» Point-per-instance localization data:

-------------------------

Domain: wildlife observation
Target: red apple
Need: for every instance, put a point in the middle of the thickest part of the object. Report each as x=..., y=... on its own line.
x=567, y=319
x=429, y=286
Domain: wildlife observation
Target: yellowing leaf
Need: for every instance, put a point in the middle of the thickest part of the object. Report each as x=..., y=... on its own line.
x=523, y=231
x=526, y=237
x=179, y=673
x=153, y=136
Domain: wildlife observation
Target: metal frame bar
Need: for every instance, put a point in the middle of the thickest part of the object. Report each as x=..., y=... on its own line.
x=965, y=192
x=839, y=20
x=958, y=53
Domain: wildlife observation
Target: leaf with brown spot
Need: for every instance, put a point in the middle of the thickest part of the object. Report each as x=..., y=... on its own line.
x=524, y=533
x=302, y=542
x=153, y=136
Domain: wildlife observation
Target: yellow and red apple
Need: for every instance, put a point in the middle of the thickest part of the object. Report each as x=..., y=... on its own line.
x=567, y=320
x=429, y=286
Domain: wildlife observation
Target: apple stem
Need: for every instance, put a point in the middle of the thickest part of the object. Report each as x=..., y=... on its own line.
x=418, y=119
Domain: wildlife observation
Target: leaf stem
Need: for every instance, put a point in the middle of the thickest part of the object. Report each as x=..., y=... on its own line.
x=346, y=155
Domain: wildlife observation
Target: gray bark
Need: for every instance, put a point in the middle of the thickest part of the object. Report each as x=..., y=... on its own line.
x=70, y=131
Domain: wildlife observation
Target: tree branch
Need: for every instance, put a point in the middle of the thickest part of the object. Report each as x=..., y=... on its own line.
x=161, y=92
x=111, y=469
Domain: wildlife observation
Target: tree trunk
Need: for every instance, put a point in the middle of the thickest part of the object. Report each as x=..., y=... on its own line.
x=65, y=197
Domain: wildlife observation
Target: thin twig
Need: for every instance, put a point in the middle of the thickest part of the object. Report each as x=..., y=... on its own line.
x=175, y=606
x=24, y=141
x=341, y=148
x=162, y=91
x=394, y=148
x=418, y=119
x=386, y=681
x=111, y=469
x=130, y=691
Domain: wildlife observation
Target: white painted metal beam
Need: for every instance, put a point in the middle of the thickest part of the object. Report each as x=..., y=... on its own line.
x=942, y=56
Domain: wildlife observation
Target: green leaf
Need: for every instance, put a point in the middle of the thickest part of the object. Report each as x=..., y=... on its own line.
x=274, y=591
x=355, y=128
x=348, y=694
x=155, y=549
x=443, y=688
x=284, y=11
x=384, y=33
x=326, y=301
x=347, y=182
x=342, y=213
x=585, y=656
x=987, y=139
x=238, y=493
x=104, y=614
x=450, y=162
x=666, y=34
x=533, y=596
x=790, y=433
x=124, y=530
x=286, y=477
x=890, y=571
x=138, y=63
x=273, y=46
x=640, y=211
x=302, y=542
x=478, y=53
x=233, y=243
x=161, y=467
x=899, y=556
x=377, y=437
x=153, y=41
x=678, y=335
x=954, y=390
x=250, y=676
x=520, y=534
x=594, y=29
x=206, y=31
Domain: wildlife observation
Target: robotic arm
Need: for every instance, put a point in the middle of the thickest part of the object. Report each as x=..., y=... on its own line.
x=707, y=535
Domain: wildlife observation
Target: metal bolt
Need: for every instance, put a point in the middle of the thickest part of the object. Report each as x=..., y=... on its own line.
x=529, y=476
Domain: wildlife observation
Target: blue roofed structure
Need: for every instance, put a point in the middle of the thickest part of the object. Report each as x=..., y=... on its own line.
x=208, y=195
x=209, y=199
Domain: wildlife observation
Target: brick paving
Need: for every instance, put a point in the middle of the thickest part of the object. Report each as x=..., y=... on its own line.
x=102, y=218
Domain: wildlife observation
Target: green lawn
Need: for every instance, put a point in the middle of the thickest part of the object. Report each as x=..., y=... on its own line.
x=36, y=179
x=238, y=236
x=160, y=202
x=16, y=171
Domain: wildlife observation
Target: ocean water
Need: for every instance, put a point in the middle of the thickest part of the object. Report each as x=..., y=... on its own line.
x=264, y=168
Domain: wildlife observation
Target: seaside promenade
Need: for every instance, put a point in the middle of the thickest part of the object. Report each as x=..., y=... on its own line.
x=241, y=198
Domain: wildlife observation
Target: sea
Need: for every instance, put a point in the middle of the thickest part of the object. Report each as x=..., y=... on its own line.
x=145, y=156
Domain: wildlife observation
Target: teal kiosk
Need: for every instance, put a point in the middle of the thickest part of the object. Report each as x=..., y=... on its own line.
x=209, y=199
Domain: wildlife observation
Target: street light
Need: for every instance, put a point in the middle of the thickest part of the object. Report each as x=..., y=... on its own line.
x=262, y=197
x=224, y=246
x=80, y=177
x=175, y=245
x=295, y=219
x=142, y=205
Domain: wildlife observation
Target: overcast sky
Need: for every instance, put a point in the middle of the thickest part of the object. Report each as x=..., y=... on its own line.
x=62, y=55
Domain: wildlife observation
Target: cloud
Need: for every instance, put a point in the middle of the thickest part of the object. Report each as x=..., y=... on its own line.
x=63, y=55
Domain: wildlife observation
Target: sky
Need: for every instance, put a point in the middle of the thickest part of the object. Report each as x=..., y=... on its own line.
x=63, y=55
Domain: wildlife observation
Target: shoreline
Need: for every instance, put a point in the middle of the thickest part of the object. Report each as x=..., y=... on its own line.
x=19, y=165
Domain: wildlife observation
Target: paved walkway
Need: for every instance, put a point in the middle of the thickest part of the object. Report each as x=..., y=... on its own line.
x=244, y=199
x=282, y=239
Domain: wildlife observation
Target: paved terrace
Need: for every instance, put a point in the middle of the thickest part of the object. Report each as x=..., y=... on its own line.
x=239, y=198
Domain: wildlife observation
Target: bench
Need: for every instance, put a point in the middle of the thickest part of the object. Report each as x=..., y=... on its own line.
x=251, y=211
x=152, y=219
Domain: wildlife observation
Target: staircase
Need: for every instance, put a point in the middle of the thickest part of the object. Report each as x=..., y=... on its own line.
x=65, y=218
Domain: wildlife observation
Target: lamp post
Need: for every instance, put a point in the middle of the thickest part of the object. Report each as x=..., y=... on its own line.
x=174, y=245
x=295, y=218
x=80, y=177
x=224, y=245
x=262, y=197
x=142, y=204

-------------------------

Restate the records above in full, keeping each line exactly as it stands.

» Result of the task:
Domain: wildlife observation
Target: red apple
Need: for every instance, put a point in the middle of the thickest part of the object. Report each as x=..., y=... on its own line.
x=567, y=319
x=429, y=286
Domain: wildlife observation
Target: yellowing leaf
Need: for every instance, put a point in the middle of the thickest part of the object. Report each as x=..., y=... on its own line.
x=523, y=231
x=526, y=237
x=179, y=673
x=153, y=136
Domain: wildlife observation
Target: metal frame bar
Need: for every instance, put a point in the middle of the thickest part of the object. Report each as x=..., y=... on its own line.
x=965, y=192
x=839, y=20
x=958, y=53
Domain: wildlife observation
Target: leaf with brown spot
Need: for every instance, put a point in the middle of the thickest part of the object. Report each as x=..., y=... on its own line.
x=524, y=533
x=302, y=542
x=153, y=136
Domain: wildlife observation
Target: yellow and red apple
Need: for every instance, put a point in the middle of the thickest part of the object. Report each as x=..., y=... on its own line.
x=567, y=320
x=429, y=286
Domain: wildlife observation
Target: apple stem
Need: for every instance, put a point in the middle of the thickest part of the object. Report each as x=..., y=... on its own line.
x=418, y=119
Domain: wildlife observation
Target: leaf stem
Need: for every instance, put a point in the middle of the thickest part of the object. Report each as x=..., y=... on its own line.
x=346, y=155
Domain: wildlife observation
Target: gray bark
Need: for every instance, put a point in the middle of the thickest part of the object. Report each as x=..., y=... on its own line.
x=70, y=131
Domain: wildlife observation
Target: tree branch
Need: for every instance, put a point in the middle of the thickest part of the object. Report each as x=..., y=... on its own line.
x=161, y=92
x=111, y=469
Domain: wildlife observation
Target: tree trunk
Need: for every instance, put a point in the middle of the thickest part of the object. Report each as x=..., y=... on its own line.
x=65, y=197
Domain: wildlife observation
Target: thin twig
Need: for every instance, put a point in the middle of the thickest part of the object. Report each as x=..., y=... on its own line.
x=175, y=606
x=24, y=141
x=341, y=148
x=162, y=91
x=394, y=148
x=418, y=119
x=386, y=681
x=111, y=469
x=130, y=691
Domain: wildlife observation
Target: white painted metal beam
Need: for every instance, put a point in the middle of the thickest part of the object. Report each as x=..., y=... on its own line.
x=942, y=56
Domain: wildlife observation
Target: green leaf
Need: for every instance, put a point in the middle of the thickest part of the object. Report each as x=..., y=... on its own line.
x=274, y=591
x=355, y=128
x=348, y=694
x=155, y=549
x=443, y=688
x=284, y=11
x=384, y=33
x=326, y=301
x=347, y=182
x=342, y=213
x=585, y=656
x=987, y=139
x=238, y=493
x=104, y=614
x=450, y=162
x=666, y=34
x=533, y=596
x=790, y=433
x=124, y=530
x=286, y=477
x=890, y=571
x=138, y=63
x=273, y=46
x=640, y=211
x=302, y=542
x=478, y=53
x=233, y=243
x=161, y=467
x=899, y=556
x=377, y=437
x=153, y=41
x=678, y=335
x=954, y=390
x=250, y=676
x=520, y=534
x=594, y=29
x=206, y=31
Domain: wildlife observation
Target: robotic arm
Need: for every instance, put a point in the middle of the thickest part of the object. Report each as x=..., y=... on its own line.
x=707, y=535
Domain: wildlife observation
Target: metal bolt
Need: for every instance, put a point in the middle of the thickest part of the object. Report each as x=..., y=... on its own line.
x=529, y=476
Domain: wildlife observation
Target: blue roofed structure
Need: for every instance, put a point in the middle of the thickest part of the object. Report each as x=..., y=... on its own line.
x=208, y=195
x=209, y=199
Domain: wildlife observation
Target: brick paving
Need: for every instance, put a point in the middle of the thickest part of the object. Report each as x=..., y=... on its own line.
x=102, y=218
Domain: wildlife observation
Target: green lawn
Need: for every instance, put a point in the middle of the thickest part of the object. Report each as x=..., y=... on its own line.
x=36, y=179
x=238, y=236
x=160, y=202
x=16, y=171
Domain: wildlife observation
Target: ocean water
Need: for every instance, put a point in the middle of the thickest part of the object. Report each as x=..., y=... on its own line.
x=264, y=168
Domain: wildlife observation
Target: seaside promenade
Need: for every instance, put a point in the middle of the thickest part of the object. Report each as x=..., y=... on its own line.
x=241, y=198
Domain: wildlife observation
Target: sea
Need: for every instance, put a point in the middle of the thickest part of the object. Report each as x=..., y=... on its own line.
x=145, y=156
Domain: wildlife observation
Target: teal kiosk
Need: for every instance, put a point in the middle of the thickest part of the object. Report each as x=..., y=... on its own line.
x=209, y=199
Domain: wildlife observation
Target: street light
Need: for every instance, put a point in the middle of the thickest part of the object. Report each as x=..., y=... on its own line.
x=262, y=197
x=224, y=246
x=80, y=177
x=175, y=245
x=295, y=219
x=142, y=205
Domain: wildlife observation
Target: overcast sky
Need: for every instance, put a point in the middle of the thickest part of the object. Report each as x=..., y=... on its own line.
x=62, y=55
Domain: wildlife observation
Target: cloud
Need: for every instance, put a point in the middle of the thickest part of the object. Report each as x=..., y=... on its own line.
x=63, y=55
Domain: wildlife observation
Target: sky
Need: for every instance, put a point in the middle of the thickest part of the object. Report each as x=..., y=... on its own line.
x=63, y=55
Domain: wildlife observation
Target: shoreline
Need: for every instance, put a point in the middle of the thickest part of the object. Report each as x=..., y=... on its own line.
x=19, y=165
Domain: wildlife observation
Target: paved walkway
Need: for every instance, put a point in the middle of the thickest part of the object. Report each as x=..., y=... on its own line.
x=244, y=199
x=282, y=239
Domain: wildlife observation
Target: paved terrace
Need: for every instance, put a point in the middle of the thickest part of the object. Report each as x=..., y=... on its own line.
x=239, y=198
Domain: wildlife observation
Target: bench
Need: for every instance, put a point in the middle of the thickest part of the object. Report each as x=..., y=... on its own line.
x=251, y=211
x=152, y=219
Domain: wildlife observation
Target: staircase
Need: for every instance, put a point in the middle of the thickest part of the object. Report each as x=..., y=... on its own line.
x=65, y=218
Domain: wildlife observation
Target: lamp post
Need: for every instance, put a point in the middle of the thickest part of the object. Report each as x=..., y=... on its own line.
x=174, y=245
x=295, y=218
x=80, y=177
x=224, y=245
x=262, y=197
x=142, y=204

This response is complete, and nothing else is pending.